_原文_:

如果在阅读相关文档后仍然存在疑惑，可以加入nncase讨论群：`790699378`，或者在nncase的github仓库提问题[click here](https://github.com/kendryte/nncase/issues)。

# 1. nncase安装和环境设置

In [None]:
!pip install --upgrade pip
!pip install nncase --timeout=1000
!pip install nncase-kpu --timeout=1000
!pip install onnx onnxsim scikit-learn

# nncase-2.x need dotnet-7
# Ubuntu use apt to install dotnet-7.0 (The docker has installed dotnet7.0)
!sudo apt-get install -y dotnet-sdk-7.0

## 自动设置环境变量

In [None]:
import os
import sys
import subprocess

result = subprocess.run(["pip", "show", "nncase"], capture_output=True)

split_flag = "\n"
if sys.platform == "win32":
    split_flag = "\r\n"
    
location_s = [i for i in result.stdout.decode().split(split_flag) if i.startswith("Location:")]
location = location_s[0].split(": ")[1]

if "PATH" in os.environ:
    os.environ["PATH"] += os.pathsep + location
else:
    os.environ["PATH"] = location


# 2. 设置编译选项和量化选项

你可以在下面的链接中找到参数的详细描述 [preprocess args](https://github.com/kendryte/nncase/blob/master/docs/USAGE_v2_EN.md#CompileOptions)，[quantize options](https://github.com/kendryte/nncase/blob/master/docs/USAGE_v2_EN.md#PTQTensorOptions)，[Mix quantize](https://github.com/kendryte/nncase/blob/master/docs/MixQuant.md)。

In [None]:
import nncase
import numpy as np
from nncase_base_func import *

def compile_kmodel(model_path, dump_path, calib_data):
    """

_数据集记录_:
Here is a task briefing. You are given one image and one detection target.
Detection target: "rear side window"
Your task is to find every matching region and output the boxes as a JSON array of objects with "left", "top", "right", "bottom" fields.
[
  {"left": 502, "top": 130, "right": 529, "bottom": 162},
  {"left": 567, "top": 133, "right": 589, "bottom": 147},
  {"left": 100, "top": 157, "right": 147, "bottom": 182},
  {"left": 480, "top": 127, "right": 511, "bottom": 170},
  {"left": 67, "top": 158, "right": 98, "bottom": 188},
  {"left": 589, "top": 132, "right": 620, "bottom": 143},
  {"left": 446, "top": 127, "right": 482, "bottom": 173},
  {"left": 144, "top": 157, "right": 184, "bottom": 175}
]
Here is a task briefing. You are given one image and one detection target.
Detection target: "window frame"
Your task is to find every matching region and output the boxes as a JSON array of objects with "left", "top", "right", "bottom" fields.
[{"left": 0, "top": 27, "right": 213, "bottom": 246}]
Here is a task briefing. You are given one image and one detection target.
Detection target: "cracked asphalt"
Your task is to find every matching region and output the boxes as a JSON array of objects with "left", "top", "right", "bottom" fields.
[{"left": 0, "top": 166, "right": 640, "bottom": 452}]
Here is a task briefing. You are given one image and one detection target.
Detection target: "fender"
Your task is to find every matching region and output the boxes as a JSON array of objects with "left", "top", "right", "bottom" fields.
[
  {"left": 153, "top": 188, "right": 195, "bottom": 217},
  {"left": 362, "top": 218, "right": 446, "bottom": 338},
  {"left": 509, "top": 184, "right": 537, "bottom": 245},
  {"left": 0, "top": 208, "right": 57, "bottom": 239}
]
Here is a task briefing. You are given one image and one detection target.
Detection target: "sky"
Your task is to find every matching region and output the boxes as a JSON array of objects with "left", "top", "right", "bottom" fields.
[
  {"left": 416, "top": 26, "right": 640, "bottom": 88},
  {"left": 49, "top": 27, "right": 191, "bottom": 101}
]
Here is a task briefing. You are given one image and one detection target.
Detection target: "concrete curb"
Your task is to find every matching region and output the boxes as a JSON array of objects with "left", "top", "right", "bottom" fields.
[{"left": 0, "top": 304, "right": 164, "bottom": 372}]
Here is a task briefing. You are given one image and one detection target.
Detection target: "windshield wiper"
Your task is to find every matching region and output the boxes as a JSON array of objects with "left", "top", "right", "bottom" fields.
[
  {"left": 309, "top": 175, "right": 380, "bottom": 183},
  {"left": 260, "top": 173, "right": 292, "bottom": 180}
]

_待解问题_:
a. 请逐字复述原文中从“# 1. nncase安装和环境设置”起、到“has installed dotnet7.0)”止的一段文字，首尾两处也要包括在内。
b. 原文中的命令用 pip install 安装或升级了哪些软件包？请全部列出。

_参考回答_:
a.
# 1. nncase安装和环境设置

In [None]:
!pip install --upgrade pip
!pip install nncase --timeout=1000
!pip install nncase-kpu --timeout=1000
!pip install onnx onnxsim scikit-learn

# nncase-2.x need dotnet-7
# Ubuntu use apt to install dotnet-7.0 (The docker has installed dotnet7.0)

b. pip、nncase、nncase-kpu、onnx、onnxsim、scikit-learn